Problem details -> Extend the passage on how AVCRI104P4 may protect the plasma membrane from Aβ_1–42, starting directly after its final sentence.

Selected extract ->

However, the detailed mechanism of action of this phenomenon has not yet been elucidated. Considering our experimental results, it is possible to conclude that there may be different mechanisms through which AVCRI104P4 may protect the plasma membrane from the toxic effects of Aβ_1–42. One of them could be due to the direct action of AVCRI104P4 on membrane models. We found that the hybrid was able to bind to the phospholipids DMPC and DMPE, which may indicate a mechanism to protect the membrane, either by reinforcing it or by preventing the disruptive action of the amyloid peptide itself. Another possible mechanism could be attributed to the dual effect of AVCRI104P4 in binding to AChE and preventing Aβ_1–42 aggregation (AChE-induced).

A more interesting mechanism to explore is the direct interaction of free AVCRI104P4 molecules and Aβ_1–42. This approach presents itself as a much more complex intellectual challenge because many of the currently tested Aβ_1–42 anti-aggregation molecules are not completely safe to project into in vivo studies (Pagano et al., 2020). Undesirable effects or parallel molecular interactions of these molecules do not allow them to be considered as safe alternatives. However, elucidation of the exact three-dimensional conformations of Aβ_1–42 peptides by cryo-electromicroscopy or another structure prediction technique could lead to a more precise identification of residues interacting with neuronal membrane proteins, lipids, and sugars. These questions can be further explored by molecular dynamics simulations. Dr. Diego Muñoz-Torrero’s group has studied the theoretical behavior of huprine hybrids using these techniques (Viayna et al., 2010). Using an initial position of the compounds under study by elucidating the three-dimensional structure of X-ray crystallographic complexes with enzymes such as AChE or BuChE and adding a suitable solvent to the system, it is possible to obtain charge distributions and hypothetical reaction constants. This approach could also be applied to the interaction of AVCRI104P4 with amyloid molecules. In this way, much more specific and better targeted multi-target molecules could be designed.

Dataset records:
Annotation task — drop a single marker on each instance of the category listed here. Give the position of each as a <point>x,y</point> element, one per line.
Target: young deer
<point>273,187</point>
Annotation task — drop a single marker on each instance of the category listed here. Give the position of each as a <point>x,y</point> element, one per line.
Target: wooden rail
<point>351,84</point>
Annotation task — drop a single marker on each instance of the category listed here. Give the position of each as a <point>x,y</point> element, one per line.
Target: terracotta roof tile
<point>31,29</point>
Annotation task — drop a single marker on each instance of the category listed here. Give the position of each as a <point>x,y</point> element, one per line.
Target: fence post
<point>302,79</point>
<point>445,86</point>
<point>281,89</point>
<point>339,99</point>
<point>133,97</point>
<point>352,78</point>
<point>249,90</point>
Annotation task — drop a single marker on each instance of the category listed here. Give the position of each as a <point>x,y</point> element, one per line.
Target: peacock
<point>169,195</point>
...
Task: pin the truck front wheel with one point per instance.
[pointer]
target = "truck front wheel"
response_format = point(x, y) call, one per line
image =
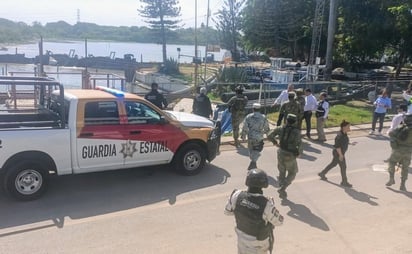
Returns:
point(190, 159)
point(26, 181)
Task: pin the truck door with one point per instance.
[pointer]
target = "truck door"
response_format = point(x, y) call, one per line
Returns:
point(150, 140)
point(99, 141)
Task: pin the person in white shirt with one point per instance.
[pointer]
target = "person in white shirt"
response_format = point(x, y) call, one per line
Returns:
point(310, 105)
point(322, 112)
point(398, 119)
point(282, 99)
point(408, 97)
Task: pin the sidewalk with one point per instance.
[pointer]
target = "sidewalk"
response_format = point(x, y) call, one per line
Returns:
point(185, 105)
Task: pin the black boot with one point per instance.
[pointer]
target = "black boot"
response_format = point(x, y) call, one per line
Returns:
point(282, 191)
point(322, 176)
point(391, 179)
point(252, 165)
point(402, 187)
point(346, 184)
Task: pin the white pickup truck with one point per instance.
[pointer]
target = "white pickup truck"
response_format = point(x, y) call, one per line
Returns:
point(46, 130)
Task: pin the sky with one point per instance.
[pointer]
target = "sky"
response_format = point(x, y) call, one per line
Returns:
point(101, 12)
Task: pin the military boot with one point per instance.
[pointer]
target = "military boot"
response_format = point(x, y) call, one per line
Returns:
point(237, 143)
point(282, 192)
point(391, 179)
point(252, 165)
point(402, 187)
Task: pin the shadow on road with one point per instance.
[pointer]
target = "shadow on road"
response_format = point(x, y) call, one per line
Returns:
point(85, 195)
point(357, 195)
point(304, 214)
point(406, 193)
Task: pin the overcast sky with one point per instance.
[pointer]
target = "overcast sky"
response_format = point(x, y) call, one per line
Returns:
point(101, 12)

Reply to the exercise ->
From an experimental point of view, I consider that an additional experimental approach would be the optimization of model systems to test the new multitarget molecules. For example, in this specific case, it should be noted that AVCRI104P4 is a molecule that was designed for use in Alzheimer’s disease, so the membrane model systems should simulate the deteriorating conditions of advanced disease states (or those whose stage is appropriate for diagnosis). This would include phospholipid composition, protein composition, chemical environment, etc.

New microfluidic techniques (Lab-on-a-chip) emerge as a novel tool to study membrane interactions with new molecules (Prasanna et al., 2021). In this technique, it is possible to use membrane models that can be visualized in real time such as giant unilamellar vesicles, which can encapsulate different types of molecules and study their interaction in detail. In addition, microfluidics could provide a miniature model of the brain (or a neuron), considering its cellular composition and a suitable chemical/physiological microenvironment. The construction of a microchip with all these features, combined with high-resolution microscopy tools, would allow real-time information to be obtained. The optimization of these model systems, we would have a much more realistic scenario in which to test new multitarget molecules and obtain realistic results.

With these general challenges still being asked, the extensive scientific data on multitarget compounds continues to grow daily, as do new families of synthetic molecules. In addition, as research into the origins of neurodegenerative diseases advances, new metabolic pathways are being discovered and new hypotheses are being tested experimentally, which will allow future research strategies and new families of molecules with potential therapeutic capabilities to be established.